Each part of the system has a waterproof 2-pin connector, so they can be disconnected and replaced. These need 6 to 8 hours to get enough charge to light them up for a good 6 hours.

There are only two spots in my yard that get sunlight for that long, both are in far away corners of my house. The lights I have there will get enough power to stay on the longest, while the others will last 1 to 2 hours.

As an experiment, I ran a long outdoor-rated wire to where the most sunlight is from a darker area. I wired two solar panels in parallel and connected two of the battery packs to that wire. As expected, it works: both lights get power and charge. The battery pack with an additional 10 ft extension cable is running shorter than the one without. Only connecting one battery pack, as expected, leads to a longer runtime.

With this in mind I'm considering two options:

  1. Get 8 or 12 W panels for each set of lights. This would at least provide more juice so the batteries can charge faster but it wouldn't solve the issue in the areas that get less sunlight would still have some lights on and some off at different times of the day unless I run long extensions for each panel.
_ _ _
WRITTEN PROBLEM A:
Extract, verbatim, the passage of the solar lighting text that begins with the words containing "Each part of" and ends with "to 2 hours.".

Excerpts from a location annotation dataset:
_ _ _
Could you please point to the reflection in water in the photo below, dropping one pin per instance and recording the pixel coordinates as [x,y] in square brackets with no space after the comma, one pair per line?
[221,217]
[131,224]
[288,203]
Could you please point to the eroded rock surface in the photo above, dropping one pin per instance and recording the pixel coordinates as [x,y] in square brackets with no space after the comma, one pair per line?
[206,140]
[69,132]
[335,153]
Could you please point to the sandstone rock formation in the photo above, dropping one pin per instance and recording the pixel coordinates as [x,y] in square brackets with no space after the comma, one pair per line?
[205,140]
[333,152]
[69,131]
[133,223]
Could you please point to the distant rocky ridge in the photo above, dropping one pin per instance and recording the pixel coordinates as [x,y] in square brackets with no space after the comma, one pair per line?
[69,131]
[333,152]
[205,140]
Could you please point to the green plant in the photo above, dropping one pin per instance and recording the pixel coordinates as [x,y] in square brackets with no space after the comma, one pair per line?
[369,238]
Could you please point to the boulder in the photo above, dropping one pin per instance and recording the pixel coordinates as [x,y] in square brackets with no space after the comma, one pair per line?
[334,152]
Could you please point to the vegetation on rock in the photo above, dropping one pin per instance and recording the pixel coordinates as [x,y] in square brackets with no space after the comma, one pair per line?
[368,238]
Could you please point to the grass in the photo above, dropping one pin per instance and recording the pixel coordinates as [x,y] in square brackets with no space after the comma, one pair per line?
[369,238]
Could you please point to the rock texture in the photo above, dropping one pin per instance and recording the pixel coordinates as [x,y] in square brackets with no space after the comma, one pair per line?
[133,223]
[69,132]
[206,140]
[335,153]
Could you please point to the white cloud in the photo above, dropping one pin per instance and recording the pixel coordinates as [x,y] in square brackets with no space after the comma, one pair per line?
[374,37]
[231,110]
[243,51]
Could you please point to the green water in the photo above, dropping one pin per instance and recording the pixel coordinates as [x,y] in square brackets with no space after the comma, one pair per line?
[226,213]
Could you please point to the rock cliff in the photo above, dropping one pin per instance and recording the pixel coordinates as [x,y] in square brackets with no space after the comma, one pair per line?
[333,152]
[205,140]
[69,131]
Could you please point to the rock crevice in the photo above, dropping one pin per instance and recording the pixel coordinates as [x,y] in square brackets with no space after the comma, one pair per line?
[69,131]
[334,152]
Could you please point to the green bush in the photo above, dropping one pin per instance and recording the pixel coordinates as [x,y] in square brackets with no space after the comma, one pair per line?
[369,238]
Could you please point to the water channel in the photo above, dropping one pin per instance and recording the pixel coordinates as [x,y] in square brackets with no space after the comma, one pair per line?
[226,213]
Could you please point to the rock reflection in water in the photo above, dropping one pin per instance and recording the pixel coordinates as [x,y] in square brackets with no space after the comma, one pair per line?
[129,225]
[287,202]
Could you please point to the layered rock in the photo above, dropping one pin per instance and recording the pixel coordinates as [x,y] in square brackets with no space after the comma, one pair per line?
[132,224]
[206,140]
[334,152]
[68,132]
_ _ _
WRITTEN PROBLEM B:
Find each line in the entries that contains the string "reflection", treating case as significant, and copy those lines.

CORRECT ANSWER A:
Each part of the system has a waterproof 2-pin connector, so they can be disconnected and replaced. These need 6 to 8 hours to get enough charge to light them up for a good 6 hours.

There are only two spots in my yard that get sunlight for that long, both are in far away corners of my house. The lights I have there will get enough power to stay on the longest, while the others will last 1 to 2 hours.

CORRECT ANSWER B:
Could you please point to the reflection in water in the photo below, dropping one pin per instance and recording the pixel coordinates as [x,y] in square brackets with no space after the comma, one pair per line?
Could you please point to the rock reflection in water in the photo above, dropping one pin per instance and recording the pixel coordinates as [x,y] in square brackets with no space after the comma, one pair per line?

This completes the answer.